[PROBLEMS TO WORK ON]:
**1)** In the list post on Chase-Dunn's book, shorten the paragraph beginning "The problem is that the level of academic debate" into a brief bulleted list that keeps its main facts.
**2)** Extend the list post on Chase-Dunn's book past its final sentence.

21 January 2000 17:10 UTC


Hi everyone,

Like Dr Barendse I agree that the debate about Chris Chase Dunn's book is 
very good.  I too get very cheesed off with the vast amount blurb and 
endless discussion of odd details and theoretical knitpicking that lands in 
the mail box, but its not all bad and I don't really think getting annoyed 
really solves the problem of the quality of what is on WSN, which, to be 
true, does seem to have dropped in recent months.

The problem is that the level of academic debate has dropped because fewer 
people are contributing, including C C Dunn, A G Frank or Wallerstein and 
the rest of the World System All Stars, who don't seem to send much in 
anymore.  This may be because people are very busy.  Maybe many good 
contributors have got fed up with WSN, I don't know.  But it's no good just 
moaning about the quality of the contributions and "in crowds".  Perhaps 
what we need is more stuff like Dunn's book, discussions about work in 
progress, perhaps Frank on the sequal to REOrient, if there is one, 
Wallerstein on World Systems V, if it exists, and Dr. R.J. Barendse, either 
another excelent contribution like his last one, or maybe an essay on what 
can be learnt from the relaxed social attitudes of the Dutch.

Yours

M.J.Pratt MA,MA (Marxist/Undogmatic)





>From: "Dr. R.J. Barendse" <r.barendse@worldonline.nl>
>Reply-To: r.barendse@worldonline.nl
>To: WORLD SYSTEMS NETWORK <wsn@csf.colorado.edu>
>Subject: Further comments on Chris Chase Dunn
>Date: Fri, 21 Jan 2000 17:38:55 +0100
>
>     Thanks - Arno Tausch and Chase Dunn here's finally an interesting
>discussion on this list, which - I'm loath to say to the small incrowd
>presently only writing on this list - has been filled with utter rubbish
>postings recently, or like the Bangladeshi posting is written in such
>torturous jargon that I have no idea what the writer is trying to express.
>
>     To turn to Chase Dunn's piece and forthcoming book, the problems with
>Chase Dunn's positions are IMHO many but these certainly ARE topics we
>should discuss and once upon a time indeed discussed.

[DATA SECTION]:
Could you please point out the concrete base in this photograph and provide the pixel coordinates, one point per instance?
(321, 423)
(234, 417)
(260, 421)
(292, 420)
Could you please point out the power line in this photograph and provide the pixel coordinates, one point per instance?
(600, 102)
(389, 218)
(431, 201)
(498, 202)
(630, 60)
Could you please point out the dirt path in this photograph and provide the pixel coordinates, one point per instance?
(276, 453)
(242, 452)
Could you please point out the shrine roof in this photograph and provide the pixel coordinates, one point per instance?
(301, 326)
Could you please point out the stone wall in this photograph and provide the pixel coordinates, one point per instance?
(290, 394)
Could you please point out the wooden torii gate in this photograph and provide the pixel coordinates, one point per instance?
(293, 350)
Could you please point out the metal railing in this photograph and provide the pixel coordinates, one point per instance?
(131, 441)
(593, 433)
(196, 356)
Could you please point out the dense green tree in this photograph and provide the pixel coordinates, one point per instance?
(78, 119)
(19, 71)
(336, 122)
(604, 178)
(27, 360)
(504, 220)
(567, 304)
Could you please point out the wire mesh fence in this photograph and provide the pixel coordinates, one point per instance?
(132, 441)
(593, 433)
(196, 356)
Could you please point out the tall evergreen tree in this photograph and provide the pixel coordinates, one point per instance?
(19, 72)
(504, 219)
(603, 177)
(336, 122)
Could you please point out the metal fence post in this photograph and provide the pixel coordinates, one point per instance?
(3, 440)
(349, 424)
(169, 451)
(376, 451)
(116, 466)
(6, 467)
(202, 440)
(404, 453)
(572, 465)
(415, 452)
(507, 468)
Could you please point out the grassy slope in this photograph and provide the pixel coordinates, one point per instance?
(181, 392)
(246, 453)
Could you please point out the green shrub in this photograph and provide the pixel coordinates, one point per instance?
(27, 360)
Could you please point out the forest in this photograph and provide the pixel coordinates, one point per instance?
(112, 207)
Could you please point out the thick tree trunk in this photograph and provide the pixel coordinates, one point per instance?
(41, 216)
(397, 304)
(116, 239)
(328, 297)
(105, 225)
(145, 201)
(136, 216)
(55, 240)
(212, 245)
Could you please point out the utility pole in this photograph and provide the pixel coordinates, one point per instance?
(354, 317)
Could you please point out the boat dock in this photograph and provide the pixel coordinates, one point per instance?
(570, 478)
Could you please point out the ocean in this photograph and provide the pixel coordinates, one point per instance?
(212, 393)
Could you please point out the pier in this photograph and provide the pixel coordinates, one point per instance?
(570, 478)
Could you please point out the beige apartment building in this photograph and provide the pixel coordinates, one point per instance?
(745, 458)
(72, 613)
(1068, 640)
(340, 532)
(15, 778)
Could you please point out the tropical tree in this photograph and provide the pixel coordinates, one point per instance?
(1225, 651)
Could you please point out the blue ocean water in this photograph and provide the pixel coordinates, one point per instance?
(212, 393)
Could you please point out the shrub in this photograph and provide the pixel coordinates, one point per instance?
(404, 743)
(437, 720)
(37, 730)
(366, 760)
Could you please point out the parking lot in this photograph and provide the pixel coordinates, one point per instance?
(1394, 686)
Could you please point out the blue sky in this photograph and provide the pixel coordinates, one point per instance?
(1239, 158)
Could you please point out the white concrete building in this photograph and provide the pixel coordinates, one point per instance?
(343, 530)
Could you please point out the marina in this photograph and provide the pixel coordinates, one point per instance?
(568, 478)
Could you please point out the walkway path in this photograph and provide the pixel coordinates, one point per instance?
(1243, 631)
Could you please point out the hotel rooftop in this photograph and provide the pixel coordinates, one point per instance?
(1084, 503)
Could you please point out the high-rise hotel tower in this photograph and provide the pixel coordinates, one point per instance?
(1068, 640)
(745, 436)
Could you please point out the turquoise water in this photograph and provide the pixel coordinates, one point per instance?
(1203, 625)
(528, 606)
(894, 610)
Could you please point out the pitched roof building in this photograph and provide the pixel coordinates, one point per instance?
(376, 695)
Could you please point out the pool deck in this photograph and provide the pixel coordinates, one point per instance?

[EXERCISE RESULTS]:
**1)**
- Academic debate on WSN has declined because fewer people contribute, including C C Dunn, A G Frank, Wallerstein and other well-known world-system scholars.
- Possible reasons are that people are busy or that good contributors have grown tired of WSN.
- Complaining about contribution quality and "in crowds" is not useful.
- More material like Dunn's book and discussion of work in progress could help, such as:
  - Frank on a possible sequel to REOrient
  - Wallerstein on World Systems V, if it exists
  - Dr. R.J. Barendse with another strong contribution, or an essay on what can be learned from the relaxed social attitudes of the Dutch

**2)**
>
>     The basic problem is of course that by squeezing the `irrefutable'
>historic facts enough you can derive virtually any position and any 
>historic
>prediction from them. A historic case being, for example, the conviction -
>apparently firmly based upon the entire historic record since 1066 - of
>members of the British elite (like the duke of Wellington) from 1815 right
>up to the Crimean war and even after of a nearby future confrontation with
>France. One reason why the idea of a channel-tunnel which was discussed in
>France from 1780 onward was never considered in Britain. It would merely
>pave the way for a French invasion. Again, the modern torpedo-boat was
>invented by the French navy in the 1880's to fight British battleships
>during the coming  war!
>
>     However, even to start making such predictions one does first have to
>have one's facts right and here I come up against at least two major
>problems in Chase Dunn's contribution.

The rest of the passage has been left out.